Each entry below is to be reproduced exactly, though any pictures it holds must be omitted.

________________________

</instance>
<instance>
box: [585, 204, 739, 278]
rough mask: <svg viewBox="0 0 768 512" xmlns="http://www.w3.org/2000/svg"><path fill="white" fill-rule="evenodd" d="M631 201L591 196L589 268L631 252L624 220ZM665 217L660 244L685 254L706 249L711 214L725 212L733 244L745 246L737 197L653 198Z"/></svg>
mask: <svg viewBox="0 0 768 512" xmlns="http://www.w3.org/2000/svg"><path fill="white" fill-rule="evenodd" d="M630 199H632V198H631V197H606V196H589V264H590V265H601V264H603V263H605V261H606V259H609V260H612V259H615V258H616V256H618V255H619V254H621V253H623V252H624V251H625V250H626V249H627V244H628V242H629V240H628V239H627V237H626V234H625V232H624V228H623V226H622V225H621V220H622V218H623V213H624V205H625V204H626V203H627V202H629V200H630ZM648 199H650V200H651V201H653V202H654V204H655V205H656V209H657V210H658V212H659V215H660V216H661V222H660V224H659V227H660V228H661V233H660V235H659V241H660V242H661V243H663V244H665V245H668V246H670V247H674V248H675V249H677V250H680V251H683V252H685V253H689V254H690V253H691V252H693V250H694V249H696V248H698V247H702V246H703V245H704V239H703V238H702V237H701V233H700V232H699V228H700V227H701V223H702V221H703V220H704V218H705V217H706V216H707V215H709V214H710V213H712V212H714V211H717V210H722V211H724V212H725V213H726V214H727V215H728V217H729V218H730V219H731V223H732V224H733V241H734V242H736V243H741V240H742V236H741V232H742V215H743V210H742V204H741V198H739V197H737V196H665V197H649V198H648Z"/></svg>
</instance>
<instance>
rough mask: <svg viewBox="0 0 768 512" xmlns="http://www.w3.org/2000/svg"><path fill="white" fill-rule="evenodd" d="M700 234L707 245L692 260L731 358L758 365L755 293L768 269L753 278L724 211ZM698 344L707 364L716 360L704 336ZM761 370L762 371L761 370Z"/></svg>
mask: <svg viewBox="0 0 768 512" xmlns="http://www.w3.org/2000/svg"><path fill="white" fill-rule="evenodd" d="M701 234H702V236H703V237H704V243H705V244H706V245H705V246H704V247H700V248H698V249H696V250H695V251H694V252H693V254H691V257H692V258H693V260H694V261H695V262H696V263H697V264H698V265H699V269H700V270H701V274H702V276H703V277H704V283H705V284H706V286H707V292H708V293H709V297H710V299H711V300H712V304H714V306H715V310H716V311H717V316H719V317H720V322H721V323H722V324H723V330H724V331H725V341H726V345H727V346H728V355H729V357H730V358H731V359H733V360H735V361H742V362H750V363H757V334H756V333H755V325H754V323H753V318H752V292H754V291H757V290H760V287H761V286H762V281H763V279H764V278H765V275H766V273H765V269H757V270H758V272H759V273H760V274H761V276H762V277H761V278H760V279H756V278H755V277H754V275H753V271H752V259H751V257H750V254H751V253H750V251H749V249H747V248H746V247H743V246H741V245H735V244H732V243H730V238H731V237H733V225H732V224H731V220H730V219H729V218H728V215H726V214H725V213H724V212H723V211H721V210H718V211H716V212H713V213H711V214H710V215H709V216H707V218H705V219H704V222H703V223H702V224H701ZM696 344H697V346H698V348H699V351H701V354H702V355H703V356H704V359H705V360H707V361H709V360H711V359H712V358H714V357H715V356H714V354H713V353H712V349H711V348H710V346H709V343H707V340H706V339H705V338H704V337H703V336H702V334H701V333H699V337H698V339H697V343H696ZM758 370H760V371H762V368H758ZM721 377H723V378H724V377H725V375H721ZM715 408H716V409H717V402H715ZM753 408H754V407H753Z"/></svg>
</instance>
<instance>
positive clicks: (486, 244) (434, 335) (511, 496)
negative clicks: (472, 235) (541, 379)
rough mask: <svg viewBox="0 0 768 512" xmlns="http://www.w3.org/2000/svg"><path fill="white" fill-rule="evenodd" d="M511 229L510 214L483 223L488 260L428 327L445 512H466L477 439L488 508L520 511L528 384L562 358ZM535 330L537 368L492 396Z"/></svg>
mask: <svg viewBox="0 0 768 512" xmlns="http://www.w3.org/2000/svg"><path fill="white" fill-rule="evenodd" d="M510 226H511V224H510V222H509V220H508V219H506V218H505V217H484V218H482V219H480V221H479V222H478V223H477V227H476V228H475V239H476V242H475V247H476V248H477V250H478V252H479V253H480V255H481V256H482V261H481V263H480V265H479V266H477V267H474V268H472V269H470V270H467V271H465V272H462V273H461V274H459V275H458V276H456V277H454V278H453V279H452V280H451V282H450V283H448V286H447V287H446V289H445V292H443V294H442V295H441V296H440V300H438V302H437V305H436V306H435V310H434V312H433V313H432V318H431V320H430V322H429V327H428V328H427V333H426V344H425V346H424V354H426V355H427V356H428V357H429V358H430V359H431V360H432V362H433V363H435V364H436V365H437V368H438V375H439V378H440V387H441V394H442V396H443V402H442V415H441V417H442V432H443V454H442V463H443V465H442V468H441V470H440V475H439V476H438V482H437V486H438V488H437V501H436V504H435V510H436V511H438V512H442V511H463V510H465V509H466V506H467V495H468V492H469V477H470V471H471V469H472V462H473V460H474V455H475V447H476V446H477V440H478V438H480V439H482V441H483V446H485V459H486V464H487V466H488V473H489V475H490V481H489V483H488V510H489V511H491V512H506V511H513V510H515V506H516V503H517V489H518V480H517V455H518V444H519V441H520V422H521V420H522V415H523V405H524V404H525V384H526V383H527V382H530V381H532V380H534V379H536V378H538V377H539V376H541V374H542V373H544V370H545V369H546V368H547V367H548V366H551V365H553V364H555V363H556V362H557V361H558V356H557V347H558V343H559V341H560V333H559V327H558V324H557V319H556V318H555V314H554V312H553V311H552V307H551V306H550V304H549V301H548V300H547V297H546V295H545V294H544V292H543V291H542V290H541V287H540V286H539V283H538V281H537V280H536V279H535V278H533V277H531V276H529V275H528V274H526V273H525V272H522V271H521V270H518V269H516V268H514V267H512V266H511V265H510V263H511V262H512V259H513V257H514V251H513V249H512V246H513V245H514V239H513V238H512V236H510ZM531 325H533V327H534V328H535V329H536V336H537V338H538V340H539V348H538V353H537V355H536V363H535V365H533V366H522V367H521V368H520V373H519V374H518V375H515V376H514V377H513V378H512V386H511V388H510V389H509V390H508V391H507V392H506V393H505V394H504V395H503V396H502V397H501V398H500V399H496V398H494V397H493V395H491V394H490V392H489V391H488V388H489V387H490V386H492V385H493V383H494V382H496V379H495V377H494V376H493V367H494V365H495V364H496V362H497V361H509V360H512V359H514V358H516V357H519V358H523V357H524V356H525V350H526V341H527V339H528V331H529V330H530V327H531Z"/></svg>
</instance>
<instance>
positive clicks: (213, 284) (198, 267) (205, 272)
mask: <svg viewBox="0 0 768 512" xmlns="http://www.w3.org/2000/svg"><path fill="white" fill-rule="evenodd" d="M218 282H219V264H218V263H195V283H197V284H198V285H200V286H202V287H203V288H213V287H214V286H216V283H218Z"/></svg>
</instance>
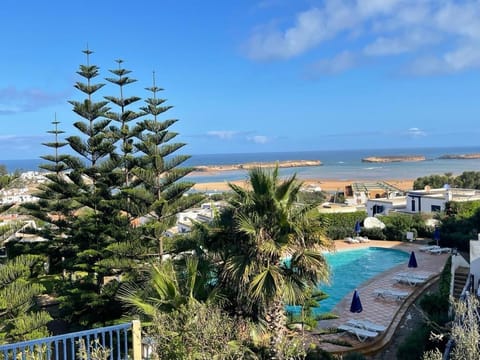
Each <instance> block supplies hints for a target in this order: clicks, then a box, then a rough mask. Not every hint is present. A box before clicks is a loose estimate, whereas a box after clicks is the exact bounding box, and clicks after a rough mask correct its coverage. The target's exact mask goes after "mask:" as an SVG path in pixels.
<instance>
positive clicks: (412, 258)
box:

________________________

• OUTPUT OF THE TASK
</instance>
<instance>
box: [585, 204, 739, 278]
rough mask: <svg viewBox="0 0 768 512" xmlns="http://www.w3.org/2000/svg"><path fill="white" fill-rule="evenodd" d="M631 201L591 196L589 268L631 252L624 220ZM665 217L660 244L685 254L706 249L711 214L725 212L733 244L745 246L737 197L653 198Z"/></svg>
mask: <svg viewBox="0 0 768 512" xmlns="http://www.w3.org/2000/svg"><path fill="white" fill-rule="evenodd" d="M630 199H632V198H631V197H606V196H589V264H590V265H601V264H603V263H605V261H606V259H609V260H612V259H615V258H616V256H618V255H619V254H621V253H623V252H624V251H625V250H626V249H627V244H628V242H629V240H628V239H627V237H626V234H625V232H624V228H623V226H622V225H621V220H622V218H623V213H624V205H625V204H626V203H627V202H629V200H630ZM648 199H650V200H651V201H653V202H654V204H655V205H656V209H657V210H658V212H659V215H660V216H661V222H660V224H659V227H660V228H661V233H660V235H659V241H660V242H661V243H663V244H665V245H668V246H670V247H674V248H675V249H677V250H680V251H683V252H685V253H689V254H690V253H691V252H693V250H694V249H696V248H698V247H702V246H703V245H704V239H703V238H702V237H701V233H700V232H699V228H700V227H701V223H702V221H703V220H704V218H705V217H706V216H707V215H709V214H710V213H712V212H714V211H717V210H722V211H724V212H725V213H726V214H727V215H728V217H729V218H730V219H731V223H732V224H733V241H734V242H736V243H741V240H742V236H741V232H742V215H743V210H742V204H741V198H739V197H737V196H665V197H649V198H648Z"/></svg>
</instance>
<instance>
rough mask: <svg viewBox="0 0 768 512" xmlns="http://www.w3.org/2000/svg"><path fill="white" fill-rule="evenodd" d="M700 234L707 245L692 260L731 358L758 365L755 293L768 269L753 278L724 211ZM698 344L707 364L716 360L704 336ZM761 370L762 371L761 370Z"/></svg>
mask: <svg viewBox="0 0 768 512" xmlns="http://www.w3.org/2000/svg"><path fill="white" fill-rule="evenodd" d="M701 234H702V236H703V237H704V243H705V244H706V245H705V246H704V247H700V248H698V249H696V250H695V251H694V252H693V254H691V257H692V258H693V260H694V261H695V262H696V263H697V264H698V265H699V269H700V270H701V274H702V276H703V277H704V283H705V284H706V286H707V292H708V293H709V297H710V299H711V300H712V304H714V306H715V310H716V311H717V316H719V317H720V322H721V323H722V324H723V330H724V331H725V341H726V345H727V346H728V355H729V357H730V358H731V359H733V360H735V361H742V362H750V363H757V334H756V333H755V325H754V323H753V318H752V292H754V291H757V290H760V287H761V286H762V281H763V279H764V278H765V275H766V273H765V269H757V270H758V272H759V273H760V274H761V276H762V277H761V278H760V279H756V278H755V277H754V275H753V271H752V259H751V257H750V254H751V253H750V251H749V249H747V248H746V247H743V246H741V245H735V244H732V243H730V238H731V237H733V225H732V224H731V220H730V219H729V218H728V215H726V214H725V213H724V212H723V211H721V210H718V211H716V212H713V213H711V214H710V215H709V216H707V218H705V219H704V222H703V223H702V224H701ZM696 344H697V346H698V348H699V351H701V354H702V355H703V356H704V359H705V360H707V361H709V360H711V359H712V358H714V357H715V356H714V354H713V353H712V349H711V348H710V346H709V343H707V340H706V339H705V338H704V337H703V336H702V334H701V333H699V337H698V339H697V343H696ZM758 370H760V371H762V368H758ZM721 377H723V378H724V377H725V375H721ZM715 408H716V409H717V402H715ZM753 408H754V407H753Z"/></svg>
</instance>
<instance>
positive clicks: (486, 244) (434, 335) (511, 496)
negative clicks: (472, 235) (541, 379)
rough mask: <svg viewBox="0 0 768 512" xmlns="http://www.w3.org/2000/svg"><path fill="white" fill-rule="evenodd" d="M511 229L510 214L483 223L488 260L428 327L445 512H466L477 439L488 508L520 511L528 384L562 358ZM535 330L537 368L492 396Z"/></svg>
mask: <svg viewBox="0 0 768 512" xmlns="http://www.w3.org/2000/svg"><path fill="white" fill-rule="evenodd" d="M510 226H511V224H510V222H509V220H508V219H506V218H505V217H484V218H482V219H480V221H479V222H478V223H477V227H476V228H475V239H476V242H475V247H476V248H477V250H478V252H479V253H480V255H481V256H482V261H481V263H480V265H479V266H477V267H474V268H472V269H470V270H467V271H465V272H462V273H461V274H459V275H458V276H456V277H454V278H453V279H452V280H451V282H450V283H448V286H447V287H446V289H445V292H443V294H442V295H441V296H440V300H438V302H437V305H436V306H435V310H434V312H433V313H432V318H431V320H430V322H429V327H428V328H427V333H426V344H425V346H424V354H426V355H427V356H428V357H429V358H430V359H431V360H432V362H433V363H435V364H436V365H437V368H438V375H439V378H440V387H441V394H442V396H443V402H442V415H441V417H442V432H443V454H442V463H443V465H442V468H441V470H440V475H439V476H438V482H437V486H438V488H437V501H436V504H435V510H436V511H438V512H442V511H463V510H465V509H466V506H467V495H468V492H469V477H470V471H471V469H472V462H473V460H474V455H475V447H476V446H477V440H478V438H480V439H482V441H483V446H485V459H486V464H487V466H488V473H489V475H490V481H489V483H488V510H489V511H491V512H506V511H513V510H515V506H516V503H517V489H518V480H517V455H518V444H519V441H520V422H521V420H522V415H523V405H524V404H525V384H526V383H527V382H530V381H532V380H534V379H536V378H538V377H539V376H541V374H542V373H544V370H545V369H546V368H547V367H548V366H551V365H553V364H555V363H556V362H557V361H558V356H557V347H558V343H559V341H560V333H559V327H558V324H557V319H556V318H555V314H554V312H553V311H552V307H551V306H550V304H549V301H548V300H547V297H546V295H545V294H544V292H543V291H542V290H541V287H540V286H539V283H538V281H537V280H536V279H535V278H533V277H531V276H529V275H528V274H526V273H525V272H522V271H521V270H518V269H516V268H514V267H512V266H511V265H510V263H511V262H512V259H513V257H514V251H513V249H512V246H513V245H514V239H513V238H512V236H510ZM531 325H533V327H534V328H535V329H536V336H537V338H538V340H539V348H538V353H537V355H536V363H535V365H533V366H522V367H521V368H520V373H519V374H518V375H515V376H514V377H513V378H512V386H511V388H510V389H509V390H508V391H507V392H506V393H505V394H504V395H503V396H502V397H501V398H500V399H496V398H494V397H493V395H491V394H490V392H489V391H488V388H489V387H490V386H492V385H493V383H494V382H496V379H495V377H494V376H493V367H494V365H495V364H496V362H497V361H509V360H512V359H514V358H516V357H519V358H523V357H524V356H525V350H526V341H527V339H528V331H529V330H530V327H531Z"/></svg>
</instance>
<instance>
positive clicks: (213, 284) (198, 267) (205, 272)
mask: <svg viewBox="0 0 768 512" xmlns="http://www.w3.org/2000/svg"><path fill="white" fill-rule="evenodd" d="M218 282H219V264H218V263H195V283H197V284H198V285H200V286H202V287H203V288H213V287H214V286H216V283H218Z"/></svg>
</instance>
Each <instance> block supplies hints for a target in this order: clicks, then a box, then a rough mask. Not every hint is present. A box before clicks is a loose estimate, whereas a box after clicks is the exact bounding box, and clicks after a rough mask correct its coverage. The target's exact mask goes after "mask:" as an SVG path in pixels.
<instance>
positive clicks: (412, 258)
box:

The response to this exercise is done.